§ Задание A
Перепишите, пожалуйста, записи от строки с «of the brake» до конца записей включительно, заменив «windshield» на «windscreen». Всё остальное оставьте как есть.

§ Выбранный текст
Следующая группа по уровню благосостояния (15 % населения) сохранила свою долю — 27 % — в национальном доходе (540 долл. на душу населения в 1960 г. и 720 долл. в 1970 г.). Между тем у группы лиц низкого дохода (40 % населения) эта доля упала с 34,3 до 27,8 % (257 долл. на душу населения в 1960 г. и 278 долл. в 1970 г.). Наконец доля беднейшей части бразильцев (40 % населения) также сократилась с 11,2 до 9 % (84 долл. в 1960 г. и 90 долл. в 1970 г.). Как видим, 80 % населения страны не могли обеспечить себе минимального жизненного уровня и снизили свое и без того малое участие в национальном доходе с 45,5 до 36,8 %.

Записи с разметкой положений
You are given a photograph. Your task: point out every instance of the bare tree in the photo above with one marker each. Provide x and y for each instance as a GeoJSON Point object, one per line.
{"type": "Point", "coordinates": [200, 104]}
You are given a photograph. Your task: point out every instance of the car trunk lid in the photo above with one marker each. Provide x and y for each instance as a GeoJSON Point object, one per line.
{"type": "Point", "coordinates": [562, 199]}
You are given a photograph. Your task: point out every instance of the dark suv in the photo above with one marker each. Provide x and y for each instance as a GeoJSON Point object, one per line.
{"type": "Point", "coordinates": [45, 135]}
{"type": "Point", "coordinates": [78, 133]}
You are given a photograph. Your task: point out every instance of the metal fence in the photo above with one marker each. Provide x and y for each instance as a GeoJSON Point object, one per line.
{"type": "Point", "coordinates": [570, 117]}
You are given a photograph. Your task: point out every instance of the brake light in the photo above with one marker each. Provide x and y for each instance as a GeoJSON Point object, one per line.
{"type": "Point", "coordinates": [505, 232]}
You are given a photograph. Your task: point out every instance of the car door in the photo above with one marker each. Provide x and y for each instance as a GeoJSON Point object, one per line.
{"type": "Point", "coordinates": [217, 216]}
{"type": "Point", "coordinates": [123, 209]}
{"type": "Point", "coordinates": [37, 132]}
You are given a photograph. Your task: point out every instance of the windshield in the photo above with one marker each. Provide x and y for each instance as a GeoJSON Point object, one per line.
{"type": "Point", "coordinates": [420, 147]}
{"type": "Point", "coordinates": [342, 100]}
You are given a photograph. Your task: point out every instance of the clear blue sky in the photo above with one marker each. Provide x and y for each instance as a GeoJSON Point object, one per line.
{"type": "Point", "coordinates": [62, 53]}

§ Задание B
Воспроизведите целиком текст о распределении национального дохода, не меняя в нём ни знака.

§ Правильный ответ A
You are given a photograph. Your task: point out every instance of the brake light in the photo above with one marker each. Provide x and y for each instance as a GeoJSON Point object, one per line.
{"type": "Point", "coordinates": [505, 232]}
You are given a photograph. Your task: point out every instance of the car door in the photo above with one marker each. Provide x and y for each instance as a GeoJSON Point object, one per line.
{"type": "Point", "coordinates": [217, 216]}
{"type": "Point", "coordinates": [123, 209]}
{"type": "Point", "coordinates": [37, 132]}
You are given a photograph. Your task: point out every instance of the windscreen in the photo above with one marker each. Provide x and y for each instance as a GeoJSON Point object, one per line.
{"type": "Point", "coordinates": [420, 147]}
{"type": "Point", "coordinates": [342, 100]}
You are given a photograph. Your task: point out every instance of the clear blue sky in the photo above with one marker each. Provide x and y for each instance as a GeoJSON Point object, one per line.
{"type": "Point", "coordinates": [62, 53]}

§ Правильный ответ B
Следующая группа по уровню благосостояния (15 % населения) сохранила свою долю — 27 % — в национальном доходе (540 долл. на душу населения в 1960 г. и 720 долл. в 1970 г.). Между тем у группы лиц низкого дохода (40 % населения) эта доля упала с 34,3 до 27,8 % (257 долл. на душу населения в 1960 г. и 278 долл. в 1970 г.). Наконец доля беднейшей части бразильцев (40 % населения) также сократилась с 11,2 до 9 % (84 долл. в 1960 г. и 90 долл. в 1970 г.). Как видим, 80 % населения страны не могли обеспечить себе минимального жизненного уровня и снизили свое и без того малое участие в национальном доходе с 45,5 до 36,8 %.